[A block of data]
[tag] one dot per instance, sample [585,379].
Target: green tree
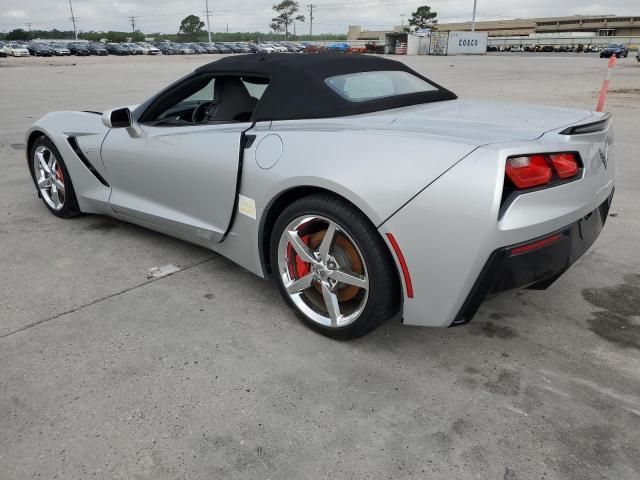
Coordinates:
[18,34]
[423,17]
[191,28]
[286,15]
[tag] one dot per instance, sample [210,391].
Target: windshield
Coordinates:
[365,86]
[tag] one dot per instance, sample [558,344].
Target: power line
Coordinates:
[73,19]
[208,14]
[132,19]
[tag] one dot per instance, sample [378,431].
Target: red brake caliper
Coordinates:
[298,268]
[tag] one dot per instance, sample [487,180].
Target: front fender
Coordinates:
[89,132]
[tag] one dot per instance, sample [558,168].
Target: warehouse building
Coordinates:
[601,25]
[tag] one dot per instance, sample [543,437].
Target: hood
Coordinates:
[480,122]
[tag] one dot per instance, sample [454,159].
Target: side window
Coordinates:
[206,100]
[182,109]
[256,87]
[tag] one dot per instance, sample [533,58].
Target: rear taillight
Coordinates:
[565,164]
[527,172]
[537,170]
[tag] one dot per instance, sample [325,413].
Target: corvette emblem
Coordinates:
[604,155]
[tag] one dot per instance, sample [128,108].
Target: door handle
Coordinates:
[247,141]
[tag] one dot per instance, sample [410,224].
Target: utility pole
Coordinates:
[208,14]
[473,21]
[73,19]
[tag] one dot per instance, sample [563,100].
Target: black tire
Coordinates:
[383,299]
[70,207]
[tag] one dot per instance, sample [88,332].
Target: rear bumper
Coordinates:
[534,264]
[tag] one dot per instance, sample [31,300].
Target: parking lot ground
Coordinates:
[105,373]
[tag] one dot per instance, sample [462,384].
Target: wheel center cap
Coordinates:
[321,272]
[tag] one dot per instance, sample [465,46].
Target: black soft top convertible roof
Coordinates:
[297,87]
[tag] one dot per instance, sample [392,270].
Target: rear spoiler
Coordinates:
[599,125]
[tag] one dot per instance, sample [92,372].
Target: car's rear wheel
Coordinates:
[52,179]
[333,268]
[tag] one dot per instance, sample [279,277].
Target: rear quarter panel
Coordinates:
[448,232]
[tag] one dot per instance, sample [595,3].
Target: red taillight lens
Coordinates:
[527,172]
[536,170]
[565,164]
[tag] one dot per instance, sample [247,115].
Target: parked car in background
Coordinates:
[16,50]
[239,47]
[39,50]
[290,47]
[340,47]
[60,50]
[117,49]
[615,49]
[149,49]
[277,48]
[97,49]
[259,48]
[197,49]
[79,49]
[209,47]
[222,48]
[310,48]
[234,48]
[373,47]
[134,49]
[166,48]
[184,49]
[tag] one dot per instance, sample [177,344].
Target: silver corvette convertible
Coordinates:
[362,188]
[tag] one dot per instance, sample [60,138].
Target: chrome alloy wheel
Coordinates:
[49,177]
[323,271]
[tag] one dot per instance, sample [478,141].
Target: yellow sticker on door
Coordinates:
[247,206]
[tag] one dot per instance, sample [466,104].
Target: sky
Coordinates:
[330,16]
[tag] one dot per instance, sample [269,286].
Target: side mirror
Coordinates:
[117,118]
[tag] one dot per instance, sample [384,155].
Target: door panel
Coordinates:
[181,178]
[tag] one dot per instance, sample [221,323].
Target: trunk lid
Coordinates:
[481,123]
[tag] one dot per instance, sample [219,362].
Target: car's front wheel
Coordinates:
[333,268]
[52,179]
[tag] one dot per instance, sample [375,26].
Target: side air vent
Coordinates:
[78,151]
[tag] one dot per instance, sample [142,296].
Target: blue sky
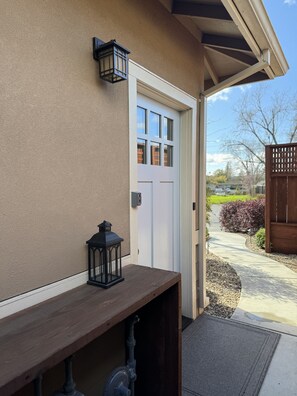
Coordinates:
[221,119]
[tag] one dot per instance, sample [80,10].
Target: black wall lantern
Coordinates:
[113,60]
[104,257]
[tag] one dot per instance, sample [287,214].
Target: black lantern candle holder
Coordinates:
[112,58]
[104,257]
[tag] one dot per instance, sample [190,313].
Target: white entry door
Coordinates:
[158,183]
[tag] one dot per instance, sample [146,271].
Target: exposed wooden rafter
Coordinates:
[238,56]
[210,68]
[225,42]
[188,8]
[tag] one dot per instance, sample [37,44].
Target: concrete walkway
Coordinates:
[268,299]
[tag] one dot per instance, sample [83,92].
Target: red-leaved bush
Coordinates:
[241,216]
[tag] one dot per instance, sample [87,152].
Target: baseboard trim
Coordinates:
[36,296]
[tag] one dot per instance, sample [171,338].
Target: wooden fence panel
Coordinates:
[281,198]
[292,200]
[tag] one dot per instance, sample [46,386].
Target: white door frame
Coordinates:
[143,81]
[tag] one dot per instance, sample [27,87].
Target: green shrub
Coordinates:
[260,238]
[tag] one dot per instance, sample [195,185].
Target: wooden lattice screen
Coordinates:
[281,198]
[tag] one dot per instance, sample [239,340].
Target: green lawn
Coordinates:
[220,199]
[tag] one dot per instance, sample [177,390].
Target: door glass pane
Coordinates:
[155,153]
[141,151]
[155,124]
[141,120]
[168,155]
[168,129]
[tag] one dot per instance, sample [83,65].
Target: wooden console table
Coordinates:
[38,338]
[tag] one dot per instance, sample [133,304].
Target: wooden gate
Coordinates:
[281,198]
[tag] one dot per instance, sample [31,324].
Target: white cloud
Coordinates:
[245,87]
[222,95]
[218,158]
[219,161]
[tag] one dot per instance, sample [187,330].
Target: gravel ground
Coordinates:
[223,287]
[289,260]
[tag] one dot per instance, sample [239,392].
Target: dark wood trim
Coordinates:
[38,338]
[267,198]
[225,42]
[211,11]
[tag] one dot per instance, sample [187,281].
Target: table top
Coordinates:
[37,338]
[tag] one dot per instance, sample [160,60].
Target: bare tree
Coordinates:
[260,124]
[262,119]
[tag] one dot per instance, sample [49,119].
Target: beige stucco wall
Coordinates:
[64,139]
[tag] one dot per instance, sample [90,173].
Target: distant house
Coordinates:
[74,147]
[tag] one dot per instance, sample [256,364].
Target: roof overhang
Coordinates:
[239,42]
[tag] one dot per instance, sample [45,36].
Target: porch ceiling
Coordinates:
[236,35]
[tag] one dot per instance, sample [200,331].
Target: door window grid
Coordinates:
[155,144]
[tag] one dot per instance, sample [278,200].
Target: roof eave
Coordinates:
[253,10]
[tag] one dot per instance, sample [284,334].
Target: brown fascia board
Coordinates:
[225,42]
[211,11]
[255,26]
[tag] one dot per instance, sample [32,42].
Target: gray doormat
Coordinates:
[222,357]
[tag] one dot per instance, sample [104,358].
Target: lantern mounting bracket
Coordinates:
[96,44]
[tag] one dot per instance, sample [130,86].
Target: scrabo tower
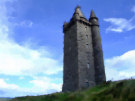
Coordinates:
[83,56]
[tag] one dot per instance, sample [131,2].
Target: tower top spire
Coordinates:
[78,12]
[92,15]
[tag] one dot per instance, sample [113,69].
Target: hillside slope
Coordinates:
[4,99]
[110,91]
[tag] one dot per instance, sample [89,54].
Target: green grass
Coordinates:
[111,91]
[4,99]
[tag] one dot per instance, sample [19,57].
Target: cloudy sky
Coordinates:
[31,42]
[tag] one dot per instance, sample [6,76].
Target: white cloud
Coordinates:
[121,67]
[133,9]
[25,23]
[121,24]
[18,59]
[22,60]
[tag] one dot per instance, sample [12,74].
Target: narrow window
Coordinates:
[85,28]
[88,65]
[86,84]
[86,36]
[86,45]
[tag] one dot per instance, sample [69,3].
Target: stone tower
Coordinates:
[83,56]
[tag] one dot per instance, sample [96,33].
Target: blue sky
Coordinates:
[31,42]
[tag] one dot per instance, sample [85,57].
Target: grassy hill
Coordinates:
[110,91]
[5,99]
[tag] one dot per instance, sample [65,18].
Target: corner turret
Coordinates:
[93,19]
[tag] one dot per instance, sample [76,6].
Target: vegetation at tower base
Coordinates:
[110,91]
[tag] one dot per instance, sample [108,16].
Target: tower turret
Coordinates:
[97,49]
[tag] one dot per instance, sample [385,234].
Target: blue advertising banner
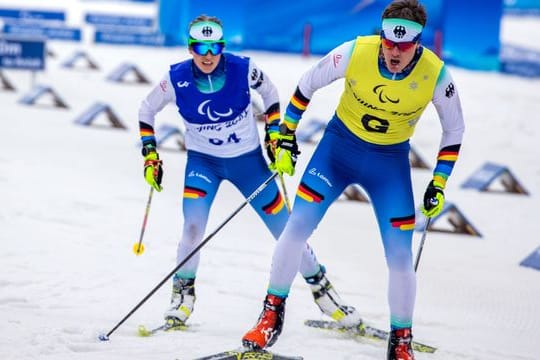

** WRITTEN TASK **
Copy the lines of the material word for word, from the line containing "[tag] one dot per instance, sample [108,16]." through the end of the material. Leave the pictures out of your answer.

** THE ANSWER **
[tag] one dot per instance, sample [108,16].
Target: tower turret
Coordinates:
[97,49]
[tag] one dot per instance, sample [385,234].
Target: blue advertising banner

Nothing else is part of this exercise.